___ RECORDS FOR THIS TASK ___
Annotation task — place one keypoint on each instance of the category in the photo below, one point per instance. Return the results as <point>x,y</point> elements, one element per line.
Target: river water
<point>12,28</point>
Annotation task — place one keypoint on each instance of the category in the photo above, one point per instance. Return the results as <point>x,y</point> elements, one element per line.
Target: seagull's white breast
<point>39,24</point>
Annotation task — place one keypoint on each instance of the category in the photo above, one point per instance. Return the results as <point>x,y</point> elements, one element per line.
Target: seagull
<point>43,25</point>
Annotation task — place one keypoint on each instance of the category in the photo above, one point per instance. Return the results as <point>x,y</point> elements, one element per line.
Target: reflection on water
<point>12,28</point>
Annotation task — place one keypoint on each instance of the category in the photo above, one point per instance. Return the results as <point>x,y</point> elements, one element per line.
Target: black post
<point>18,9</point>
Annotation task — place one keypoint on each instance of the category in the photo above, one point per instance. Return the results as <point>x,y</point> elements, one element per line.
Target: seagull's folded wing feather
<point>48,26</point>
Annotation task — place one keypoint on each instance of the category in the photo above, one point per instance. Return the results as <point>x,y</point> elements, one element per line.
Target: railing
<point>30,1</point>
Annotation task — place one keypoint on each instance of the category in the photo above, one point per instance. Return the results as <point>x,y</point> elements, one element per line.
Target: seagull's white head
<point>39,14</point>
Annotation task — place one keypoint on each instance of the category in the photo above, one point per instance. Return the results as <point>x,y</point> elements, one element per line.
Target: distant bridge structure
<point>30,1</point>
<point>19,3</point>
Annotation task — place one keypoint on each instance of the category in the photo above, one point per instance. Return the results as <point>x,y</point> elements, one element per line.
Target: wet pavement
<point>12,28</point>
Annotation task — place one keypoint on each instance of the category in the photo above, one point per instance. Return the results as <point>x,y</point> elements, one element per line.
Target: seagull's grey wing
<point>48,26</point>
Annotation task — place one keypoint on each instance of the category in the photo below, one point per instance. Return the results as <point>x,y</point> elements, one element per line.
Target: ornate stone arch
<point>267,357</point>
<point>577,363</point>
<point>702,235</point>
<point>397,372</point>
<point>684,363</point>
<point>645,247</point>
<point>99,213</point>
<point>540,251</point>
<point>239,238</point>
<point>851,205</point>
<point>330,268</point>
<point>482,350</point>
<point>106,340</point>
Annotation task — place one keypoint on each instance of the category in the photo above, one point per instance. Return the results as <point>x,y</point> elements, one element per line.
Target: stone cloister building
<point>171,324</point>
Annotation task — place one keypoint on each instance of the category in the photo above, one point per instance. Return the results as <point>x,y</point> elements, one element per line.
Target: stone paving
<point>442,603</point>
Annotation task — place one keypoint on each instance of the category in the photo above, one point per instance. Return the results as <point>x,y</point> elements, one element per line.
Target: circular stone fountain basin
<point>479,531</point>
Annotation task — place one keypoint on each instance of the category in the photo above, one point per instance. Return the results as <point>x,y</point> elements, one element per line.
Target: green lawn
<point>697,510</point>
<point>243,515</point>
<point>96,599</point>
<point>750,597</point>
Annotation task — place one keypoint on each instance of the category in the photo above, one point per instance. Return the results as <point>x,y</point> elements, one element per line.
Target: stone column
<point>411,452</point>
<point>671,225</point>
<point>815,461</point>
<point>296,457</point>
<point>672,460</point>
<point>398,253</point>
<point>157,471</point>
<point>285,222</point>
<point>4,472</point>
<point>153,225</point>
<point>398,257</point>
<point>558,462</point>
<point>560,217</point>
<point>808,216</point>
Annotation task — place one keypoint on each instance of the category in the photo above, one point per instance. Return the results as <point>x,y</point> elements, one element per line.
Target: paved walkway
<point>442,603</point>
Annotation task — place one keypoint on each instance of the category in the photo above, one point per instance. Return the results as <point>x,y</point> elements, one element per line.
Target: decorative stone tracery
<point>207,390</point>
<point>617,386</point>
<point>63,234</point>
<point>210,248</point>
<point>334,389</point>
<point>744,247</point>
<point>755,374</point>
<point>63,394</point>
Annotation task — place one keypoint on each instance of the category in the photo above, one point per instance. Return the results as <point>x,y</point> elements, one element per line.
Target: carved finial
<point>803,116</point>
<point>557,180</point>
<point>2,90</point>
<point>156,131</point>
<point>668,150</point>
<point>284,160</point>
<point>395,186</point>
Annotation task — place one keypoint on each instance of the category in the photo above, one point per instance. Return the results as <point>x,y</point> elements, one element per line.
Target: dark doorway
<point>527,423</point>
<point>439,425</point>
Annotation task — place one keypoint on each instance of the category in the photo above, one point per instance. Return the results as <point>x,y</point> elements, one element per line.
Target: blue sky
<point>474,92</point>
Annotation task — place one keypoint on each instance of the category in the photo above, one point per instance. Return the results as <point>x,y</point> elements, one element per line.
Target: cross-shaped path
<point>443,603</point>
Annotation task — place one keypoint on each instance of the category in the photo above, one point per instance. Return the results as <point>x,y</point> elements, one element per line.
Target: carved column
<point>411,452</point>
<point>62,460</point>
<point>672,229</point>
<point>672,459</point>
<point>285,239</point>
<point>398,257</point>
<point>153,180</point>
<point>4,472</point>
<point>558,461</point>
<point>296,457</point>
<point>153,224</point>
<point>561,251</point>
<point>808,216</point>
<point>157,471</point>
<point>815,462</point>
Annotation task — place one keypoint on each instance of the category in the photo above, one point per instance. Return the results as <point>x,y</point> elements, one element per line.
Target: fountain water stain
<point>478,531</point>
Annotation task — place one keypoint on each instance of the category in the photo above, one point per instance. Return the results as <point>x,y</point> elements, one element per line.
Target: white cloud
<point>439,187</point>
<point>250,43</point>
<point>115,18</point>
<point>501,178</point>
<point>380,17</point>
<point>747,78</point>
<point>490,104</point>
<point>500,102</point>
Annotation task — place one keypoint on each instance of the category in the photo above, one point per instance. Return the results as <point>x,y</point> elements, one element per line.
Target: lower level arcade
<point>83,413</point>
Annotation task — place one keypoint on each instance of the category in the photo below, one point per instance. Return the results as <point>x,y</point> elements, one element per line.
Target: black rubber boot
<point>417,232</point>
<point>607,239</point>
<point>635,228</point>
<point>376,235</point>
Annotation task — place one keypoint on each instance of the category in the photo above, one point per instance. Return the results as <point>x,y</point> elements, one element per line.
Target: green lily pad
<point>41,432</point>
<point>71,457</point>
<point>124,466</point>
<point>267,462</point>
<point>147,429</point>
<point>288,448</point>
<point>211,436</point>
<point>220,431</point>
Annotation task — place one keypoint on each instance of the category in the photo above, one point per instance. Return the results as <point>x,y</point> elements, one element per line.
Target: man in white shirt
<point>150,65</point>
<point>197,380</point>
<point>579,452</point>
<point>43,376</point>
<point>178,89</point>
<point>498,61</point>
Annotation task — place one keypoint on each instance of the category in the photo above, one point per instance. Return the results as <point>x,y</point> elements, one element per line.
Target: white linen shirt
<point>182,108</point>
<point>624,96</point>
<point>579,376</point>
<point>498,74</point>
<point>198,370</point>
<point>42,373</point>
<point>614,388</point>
___
» EXERCISE INSTRUCTIONS
Print all of the rows above word for word, leaving none out and changing nothing.

» TASK RESULT
Annotation task — place one keypoint on each instance of the category in the photo below, one point per instance. Return the results as <point>x,y</point> elements, one element per line.
Target: river water
<point>12,28</point>
Annotation task — place one keypoint on each instance of the category in the photo above, one point per instance. Return the results as <point>x,y</point> elements, one element per line.
Target: seagull's white breast
<point>39,24</point>
Annotation task — place one keypoint on each instance of the category in the photo above, one point per instance. Return the results as <point>x,y</point> elements, one element per line.
Target: seagull
<point>43,25</point>
Annotation task — place one keypoint on each instance of the category in the photo above, one point per instance. Return the results as <point>x,y</point> elements, one element per line.
Target: reflection on water
<point>12,28</point>
Annotation task — place one keypoint on each instance of the category in the photo above, one point per instance. Return the results as <point>x,y</point> elements, one element per line.
Target: black post
<point>18,9</point>
Annotation task — place one keypoint on each instance of the category in the photo above, one point per instance. Return the results as <point>x,y</point> elements, one element per line.
Target: seagull's folded wing feather
<point>48,26</point>
Annotation task — place one keypoint on each instance of the category in the photo above, one point per instance. Return the results as <point>x,y</point> elements, one element per line.
Target: railing
<point>30,1</point>
Annotation task — place one keypoint on each instance of the category in the photo above, one point per instance. Return the results as <point>x,y</point> elements, one element per line.
Target: seagull's white head
<point>39,14</point>
Annotation task — place one keypoint on each instance of the category in the photo above, one point per instance. Return the results as <point>x,y</point> elements, one element per line.
Target: distant bridge structure
<point>30,1</point>
<point>19,3</point>
Annotation task — place one keypoint on each instance of the category in the photo above, one point per instance. Return the results as <point>x,y</point> elements, one element per line.
Target: wet pavement
<point>12,28</point>
Annotation task — place one keypoint on each instance of the category in the photo above, one point per instance. Return the results as <point>x,y</point> elements, one element per line.
Target: seagull's grey wing
<point>48,26</point>
Annotation task — place one keypoint on each instance of the category in the photo below, one point per instance. Return the results as <point>x,y</point> elements, one element per line.
Target: ornate stone arch
<point>267,357</point>
<point>577,363</point>
<point>702,235</point>
<point>397,372</point>
<point>684,363</point>
<point>645,247</point>
<point>99,213</point>
<point>540,251</point>
<point>239,238</point>
<point>851,205</point>
<point>330,268</point>
<point>482,350</point>
<point>106,340</point>
Annotation task — place one keypoint on each instance of the category in the photo above, one point per instance. Return the results as <point>x,y</point> elements, one element per line.
Target: stone cloister building
<point>171,324</point>
Annotation task — place one keypoint on each instance of the category in the photo above, one point per instance. Return the results as <point>x,y</point> elements, one element per line.
Target: stone paving
<point>442,603</point>
Annotation task — place one keypoint on each instance of the category in the photo above, one point per instance. Return the results as <point>x,y</point> elements, one element per line.
Target: circular stone fountain basin
<point>479,531</point>
Annotation task — place one keypoint on each instance of the category in the photo above, one point per instance. Return the results as <point>x,y</point> elements, one element per line.
Target: green lawn
<point>697,510</point>
<point>243,515</point>
<point>96,599</point>
<point>750,597</point>
Annotation task — place one keypoint on each instance of the category in the photo above, one point per instance. Return the results as <point>x,y</point> elements, one element per line.
Target: stone column
<point>411,452</point>
<point>671,225</point>
<point>815,461</point>
<point>296,457</point>
<point>672,460</point>
<point>398,253</point>
<point>157,471</point>
<point>285,222</point>
<point>4,472</point>
<point>153,225</point>
<point>398,257</point>
<point>558,462</point>
<point>560,217</point>
<point>808,216</point>
Annotation task — place one keypoint on each instance of the category in the photo above, one point per instance. Return the results as <point>x,y</point> elements, one element per line.
Target: paved walkway
<point>442,603</point>
Annotation task — place one keypoint on each instance of the category in the photo above, one point per instance. Return the results as <point>x,y</point> elements, one element per line.
Target: decorative stone tracery
<point>207,390</point>
<point>617,386</point>
<point>63,234</point>
<point>210,248</point>
<point>334,389</point>
<point>744,247</point>
<point>755,374</point>
<point>63,394</point>
Annotation task — place one keypoint on each instance of the category in the photo above, one point per instance. Return the results as <point>x,y</point> elements, one element per line.
Target: carved finial
<point>803,116</point>
<point>557,180</point>
<point>2,90</point>
<point>156,131</point>
<point>668,150</point>
<point>284,160</point>
<point>395,186</point>
Annotation task — place one keypoint on each instance of the category in the photo above, one point per instance. Return the results as <point>x,y</point> elements, one element per line.
Target: dark doorway
<point>527,423</point>
<point>439,425</point>
Annotation task — place one keypoint on each instance of the category in the photo above, one point per instance. Return the results as <point>x,y</point> elements, one element per line.
Target: blue sky
<point>474,92</point>
Annotation task — place one keypoint on each instance of the category in the photo above, one point per instance. Return the results as <point>x,y</point> elements, one element per line.
Target: cross-shaped path
<point>443,603</point>
Annotation task — place one keypoint on each instance of the category in the photo above, one point per instance. Return the results as <point>x,y</point> elements, one element per line.
Target: carved column
<point>411,452</point>
<point>62,460</point>
<point>672,229</point>
<point>672,459</point>
<point>285,239</point>
<point>398,257</point>
<point>153,180</point>
<point>4,472</point>
<point>558,461</point>
<point>296,457</point>
<point>153,224</point>
<point>561,251</point>
<point>808,216</point>
<point>157,471</point>
<point>815,462</point>
Annotation task — place one keypoint on each instance of the category in the photo above, one point per instance. Return the results as <point>x,y</point> elements, one element per line.
Target: fountain water stain
<point>478,531</point>
Annotation task — place one keypoint on each instance of the category in the photo above, one point per instance. Return the results as <point>x,y</point> elements, one element per line.
Target: white cloud
<point>439,187</point>
<point>250,43</point>
<point>115,18</point>
<point>501,178</point>
<point>380,17</point>
<point>747,78</point>
<point>490,104</point>
<point>500,102</point>
Annotation task — place one keypoint on each instance of the category in the photo above, one point per instance. Return the results as <point>x,y</point> elements, one element per line.
Target: lower level arcade
<point>83,413</point>
Annotation task — place one keypoint on each instance of the category in the photo below, one point per instance. Return the results as <point>x,y</point> elements, one element per line.
Target: black rubber boot
<point>417,232</point>
<point>607,239</point>
<point>635,228</point>
<point>376,235</point>
Annotation task — place one keypoint on each instance of the category in the photo above, one point per instance. Return the results as <point>x,y</point> elements, one element per line.
Target: green lily pad
<point>41,432</point>
<point>71,457</point>
<point>124,466</point>
<point>267,462</point>
<point>147,429</point>
<point>288,448</point>
<point>211,436</point>
<point>220,431</point>
Annotation task — place one keypoint on each instance of the category in the photo above, one point per instance. Return the results as <point>x,y</point> elements, one element per line.
Target: man in white shirt
<point>150,65</point>
<point>197,380</point>
<point>579,452</point>
<point>43,376</point>
<point>178,89</point>
<point>498,61</point>
Annotation task — place one keypoint on each instance of the category in the photo above, one point per instance. Return the results as <point>x,y</point> elements, one element per line.
Target: white linen shirt
<point>182,108</point>
<point>624,96</point>
<point>579,376</point>
<point>498,74</point>
<point>198,370</point>
<point>42,373</point>
<point>614,388</point>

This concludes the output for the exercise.